:: Aim ::
From the items below, gather every line that contains the string "rock". Case counts.

══ Listed records

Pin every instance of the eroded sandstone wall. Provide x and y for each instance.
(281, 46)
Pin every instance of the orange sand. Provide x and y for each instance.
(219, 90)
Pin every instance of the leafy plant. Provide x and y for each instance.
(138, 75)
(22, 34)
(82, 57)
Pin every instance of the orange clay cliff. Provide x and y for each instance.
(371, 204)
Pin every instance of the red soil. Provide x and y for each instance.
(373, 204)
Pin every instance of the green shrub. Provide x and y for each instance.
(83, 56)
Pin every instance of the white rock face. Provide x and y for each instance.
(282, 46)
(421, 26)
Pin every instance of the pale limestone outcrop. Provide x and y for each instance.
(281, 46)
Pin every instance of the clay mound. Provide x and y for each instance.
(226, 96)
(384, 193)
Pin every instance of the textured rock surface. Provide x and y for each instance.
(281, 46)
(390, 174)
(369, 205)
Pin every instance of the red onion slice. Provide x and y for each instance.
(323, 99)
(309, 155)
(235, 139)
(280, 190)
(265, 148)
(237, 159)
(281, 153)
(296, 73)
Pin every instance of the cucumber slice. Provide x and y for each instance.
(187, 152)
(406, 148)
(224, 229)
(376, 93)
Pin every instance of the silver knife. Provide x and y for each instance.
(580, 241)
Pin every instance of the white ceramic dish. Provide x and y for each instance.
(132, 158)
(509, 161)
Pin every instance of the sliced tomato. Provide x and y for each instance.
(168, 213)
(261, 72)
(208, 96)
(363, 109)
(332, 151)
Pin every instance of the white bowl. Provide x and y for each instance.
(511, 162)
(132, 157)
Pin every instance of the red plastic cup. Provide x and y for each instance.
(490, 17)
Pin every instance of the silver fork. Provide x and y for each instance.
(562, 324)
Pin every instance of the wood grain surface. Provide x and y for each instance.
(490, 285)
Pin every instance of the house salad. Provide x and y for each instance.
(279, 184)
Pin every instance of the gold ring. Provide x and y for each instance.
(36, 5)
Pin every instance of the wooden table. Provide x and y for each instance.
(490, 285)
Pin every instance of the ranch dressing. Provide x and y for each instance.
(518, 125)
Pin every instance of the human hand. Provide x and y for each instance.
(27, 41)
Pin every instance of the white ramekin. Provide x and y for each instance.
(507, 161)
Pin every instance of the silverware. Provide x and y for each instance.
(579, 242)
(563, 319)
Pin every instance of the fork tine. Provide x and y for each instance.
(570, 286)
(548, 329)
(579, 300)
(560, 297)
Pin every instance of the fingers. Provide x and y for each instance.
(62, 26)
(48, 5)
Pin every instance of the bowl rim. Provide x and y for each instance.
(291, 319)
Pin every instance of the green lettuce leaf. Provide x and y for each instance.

════
══ Listed records

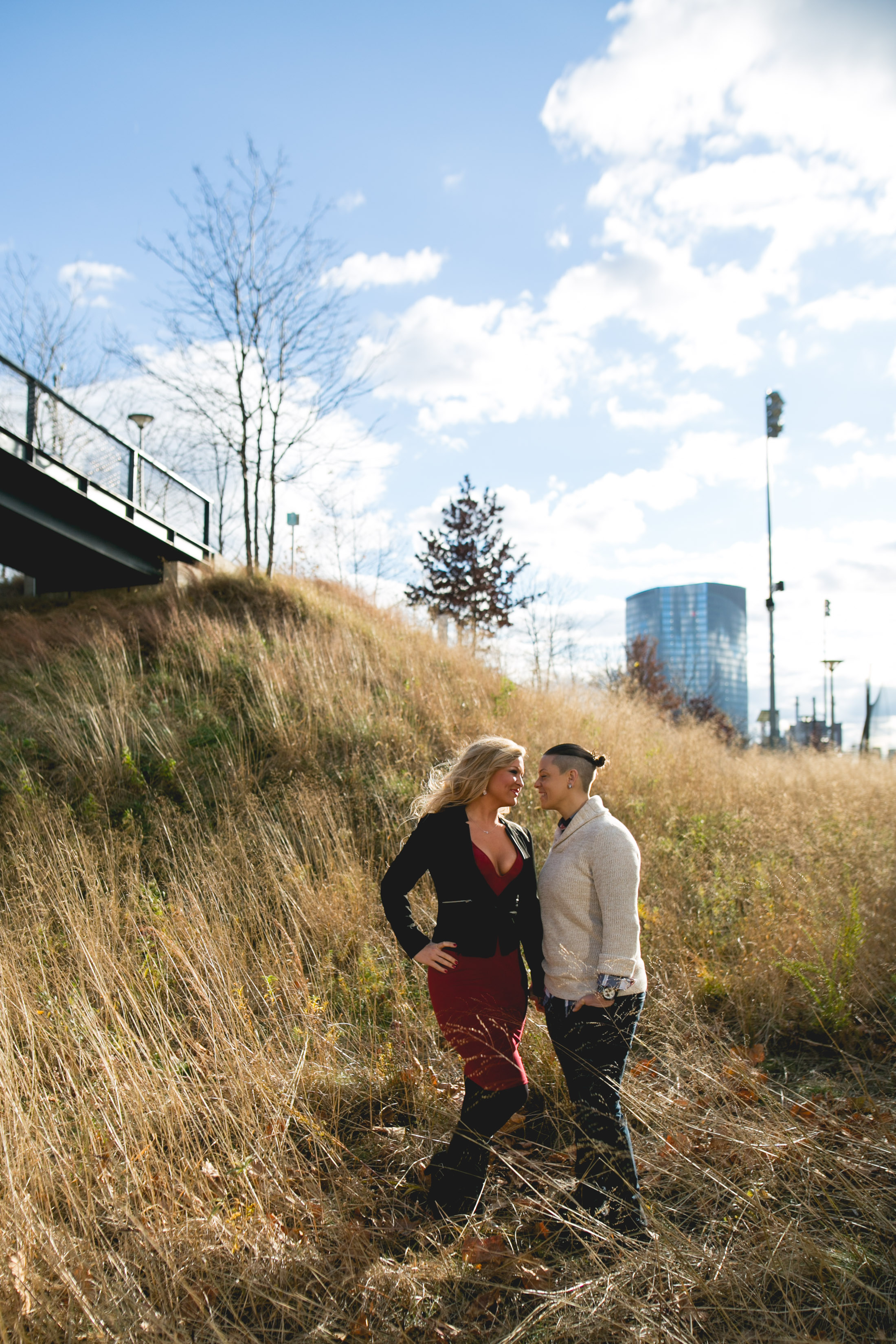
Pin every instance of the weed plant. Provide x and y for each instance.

════
══ Listed records

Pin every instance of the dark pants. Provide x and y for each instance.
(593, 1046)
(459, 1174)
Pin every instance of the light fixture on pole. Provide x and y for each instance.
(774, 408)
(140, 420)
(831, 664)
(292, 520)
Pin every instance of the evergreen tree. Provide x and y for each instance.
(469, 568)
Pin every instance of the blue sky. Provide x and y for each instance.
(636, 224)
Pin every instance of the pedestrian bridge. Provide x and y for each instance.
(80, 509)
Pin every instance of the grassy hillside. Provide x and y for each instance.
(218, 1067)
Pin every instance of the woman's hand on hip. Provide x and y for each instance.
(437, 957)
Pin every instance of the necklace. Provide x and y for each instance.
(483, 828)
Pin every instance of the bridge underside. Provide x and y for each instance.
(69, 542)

════

:: Task output ::
Pin every instance of the white rock face. Provide x and y for each instance.
Pin every instance of the textured rock surface. Provide x and y for each instance.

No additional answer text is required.